§ Prompt
Restate each of the lines below word for word and drop every picture.

§ Entries supplied
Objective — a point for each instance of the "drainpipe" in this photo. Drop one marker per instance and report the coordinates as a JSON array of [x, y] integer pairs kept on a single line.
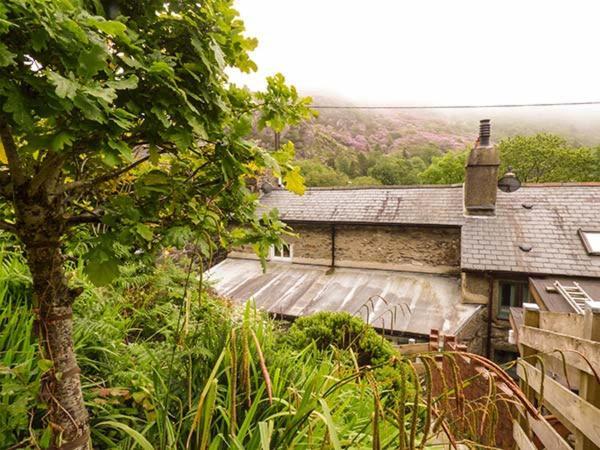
[[488, 346], [332, 246]]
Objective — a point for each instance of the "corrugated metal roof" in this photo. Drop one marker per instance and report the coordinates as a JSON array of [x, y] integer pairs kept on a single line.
[[549, 226], [421, 301]]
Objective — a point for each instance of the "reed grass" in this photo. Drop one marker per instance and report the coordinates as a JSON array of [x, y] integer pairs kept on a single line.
[[230, 381]]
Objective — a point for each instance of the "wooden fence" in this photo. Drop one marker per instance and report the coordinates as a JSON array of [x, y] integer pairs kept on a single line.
[[559, 373]]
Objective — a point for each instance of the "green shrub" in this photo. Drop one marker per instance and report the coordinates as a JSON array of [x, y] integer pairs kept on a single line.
[[343, 331]]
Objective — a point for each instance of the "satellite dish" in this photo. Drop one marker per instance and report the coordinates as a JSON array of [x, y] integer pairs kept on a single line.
[[509, 182]]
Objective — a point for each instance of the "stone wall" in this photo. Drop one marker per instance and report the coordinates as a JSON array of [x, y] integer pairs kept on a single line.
[[475, 288], [419, 249], [398, 247], [313, 244], [474, 333]]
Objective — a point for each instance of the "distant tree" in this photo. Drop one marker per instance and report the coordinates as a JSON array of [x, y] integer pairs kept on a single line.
[[547, 158], [129, 123], [365, 181], [317, 174], [395, 170], [425, 152], [367, 160], [347, 164], [447, 169]]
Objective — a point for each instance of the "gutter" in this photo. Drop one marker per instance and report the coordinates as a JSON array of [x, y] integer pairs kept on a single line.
[[488, 345]]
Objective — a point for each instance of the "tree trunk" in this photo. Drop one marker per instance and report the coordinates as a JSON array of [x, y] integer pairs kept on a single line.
[[41, 228]]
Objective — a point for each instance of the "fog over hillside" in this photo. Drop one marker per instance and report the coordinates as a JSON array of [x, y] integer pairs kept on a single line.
[[393, 131]]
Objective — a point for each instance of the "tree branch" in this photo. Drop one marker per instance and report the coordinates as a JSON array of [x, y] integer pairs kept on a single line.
[[86, 184], [50, 167], [10, 148], [83, 218], [7, 226]]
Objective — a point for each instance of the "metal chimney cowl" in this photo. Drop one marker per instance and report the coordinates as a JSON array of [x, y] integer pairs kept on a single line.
[[481, 176]]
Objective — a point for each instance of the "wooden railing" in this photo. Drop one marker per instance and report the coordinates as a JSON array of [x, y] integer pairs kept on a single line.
[[559, 372]]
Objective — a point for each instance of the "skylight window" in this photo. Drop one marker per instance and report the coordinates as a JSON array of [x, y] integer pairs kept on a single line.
[[591, 241]]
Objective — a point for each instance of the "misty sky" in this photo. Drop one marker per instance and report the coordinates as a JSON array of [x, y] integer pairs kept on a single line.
[[428, 51]]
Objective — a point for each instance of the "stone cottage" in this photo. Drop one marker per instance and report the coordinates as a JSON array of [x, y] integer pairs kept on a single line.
[[412, 258]]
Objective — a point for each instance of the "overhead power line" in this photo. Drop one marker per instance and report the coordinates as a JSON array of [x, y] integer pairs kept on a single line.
[[507, 105]]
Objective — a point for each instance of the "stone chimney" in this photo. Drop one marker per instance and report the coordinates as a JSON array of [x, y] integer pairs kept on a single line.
[[481, 176]]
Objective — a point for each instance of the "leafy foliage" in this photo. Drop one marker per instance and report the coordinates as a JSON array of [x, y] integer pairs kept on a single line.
[[343, 331], [447, 169], [88, 100]]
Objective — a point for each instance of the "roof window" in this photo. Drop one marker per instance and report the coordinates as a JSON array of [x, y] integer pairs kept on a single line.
[[591, 241]]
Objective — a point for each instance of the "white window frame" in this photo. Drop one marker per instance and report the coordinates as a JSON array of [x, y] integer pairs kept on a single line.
[[274, 257], [586, 242]]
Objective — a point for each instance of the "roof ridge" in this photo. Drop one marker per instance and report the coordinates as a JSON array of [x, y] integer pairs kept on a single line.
[[441, 186], [381, 188], [564, 184]]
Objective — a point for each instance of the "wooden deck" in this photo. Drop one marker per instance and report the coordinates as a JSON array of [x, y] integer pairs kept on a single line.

§ Output for this exercise
Objective — a point for each instance of the "drainpipe" in this photo. Drop one marker per instance and report the coordinates as a JSON array of [x, y] integer pairs kept on a single line.
[[488, 346], [332, 246]]
Objective — a point for each instance of the "corrugated metal roof" in this photo. Drop one marker per instance and report the coordinates as a JSON array of [x, y] integer pairs kept on a single line.
[[549, 226], [421, 301]]
Objective — a point for each instance of the "reed grass" in this photo. Drop one marker per instance and report the coordinates as a JSON array of [x, y] integer pairs kept on a single line.
[[230, 381]]
Objective — a point for each instance of the "wooden fence" in this photo. Drop one marker per instance and report the coordinates as a JSON array of [x, y] integer pairs kept on a single line.
[[559, 373]]
Objective — a point for each instance of the "green shrub" in this photo. Drop one marker per instance and report the coordinates as a JSON array of [x, y] integer pairs kept on a single line.
[[343, 331]]
Objective — a point for each instance of the "satellite dish" in this photo. Drop one marker per instance and report the coordinates as a JSON array of [x, y] integer pairs kept on a single line.
[[509, 182]]
Objective — a point for each instance of the "stone wall" in this photo. Drop one marker per instance and report the coordinates as a JSON array of [x, y] integer pairs kept on a single line.
[[475, 288], [419, 249], [398, 247], [313, 244], [474, 333]]
Objective — a point for each instance of the "distant tree" in this photo. Drop one marker per instance and report the coordinates as a JSON array of [x, y] integer pairs kept on a single line.
[[547, 158], [129, 123], [365, 181], [317, 174], [395, 170], [425, 152], [367, 160], [347, 164], [447, 169]]
Objective — a point for each instance of the "gutter" in this photo. Drop one marker per instance and report the coordinates as a JSON array of [x, y] integer pairs kept on a single line.
[[488, 345]]
Objective — a point for each instance of the "tree trunk" in this photo. Drop one marker per instance and report the coordinates as a JSON array of [x, y] integer pairs kept on a single line.
[[41, 228]]
Objective — a point for each instance of the "fog over hillside" in this photo. Drop one marker per instance and report the coordinates as a JSON array of [x, y] integer pairs kept on a single line.
[[393, 131]]
Objective — a point for each instance of the "tree branch" in this photo. Drop one marker per instance and report the coordinates as a JSON array of [x, y] integer pairs kept on a single line.
[[86, 184], [50, 167], [10, 148], [83, 218], [7, 226]]
Objective — a point for each instance of the "metal chimney cowl" in this photo. Drop one marker per instance and report the coordinates as a JSON array of [x, y] integer pairs kept on a single line.
[[481, 176]]
Objective — a point for each instance of the "wooden railing" in this photo. Drop one marker per instance and report the coordinates as a JSON array of [x, y] integer pairs kept on a single line.
[[559, 372]]
Objective — a point for each instance of the "skylight window" in this photo. Drop one marker per instance and report the coordinates as a JSON array of [x, y] integer pairs kept on a single line.
[[591, 241]]
Objective — a point for each instance of the "misty sky" in this photo. Drop one marker per instance and report the coordinates as a JSON array of [x, y] integer pairs kept on a single line.
[[428, 51]]
Objective — a point for each instance of the "stone cottage" in this photo. Drop one marker per instance and report the coordinates as a JSON array of [x, y] integer pairs kept on a single line.
[[412, 258]]
Objective — a point for each instance of the "overhead power line" in this photo. Drop one marker per instance and report the coordinates as a JSON array of [x, y] integer pairs kept on a single line.
[[507, 105]]
Objective — a point for each instance of the "stone chimney" in this photo. Drop one marker per instance and report the coordinates as a JSON array of [x, y] integer pairs kept on a single line.
[[481, 176]]
Objective — a point for each instance of the "leafy foliage" in this photo. Drop one marker per instance and report the coordinates as a JSON array of [x, y] integer pairs kept on a single line.
[[343, 331], [447, 169], [88, 100]]
Objective — a point for each instance of the "roof window" in this photo. Drop one marker per instance and report the coordinates as a JSON array of [x, y] integer pairs kept on a single line.
[[591, 241]]
Objective — a point for each instance of the "white window frame" in this photo. Drop one marker per instance and report the coordinates as a JSON array of [x, y] integer pairs kept on a single line.
[[274, 257], [586, 242]]
Objective — a point for each instance of the "roof ridge" in this photo. Drop one marker per instance and report the coordinates as a JSON array of [x, y] integer pairs kept on a single line.
[[441, 186], [381, 188], [564, 184]]
Objective — a point for each instance of the "wooden deck" in this photo. Drop one marker per instance and report the coordinates as a JSON array of [x, y] integer pairs kept on a single line.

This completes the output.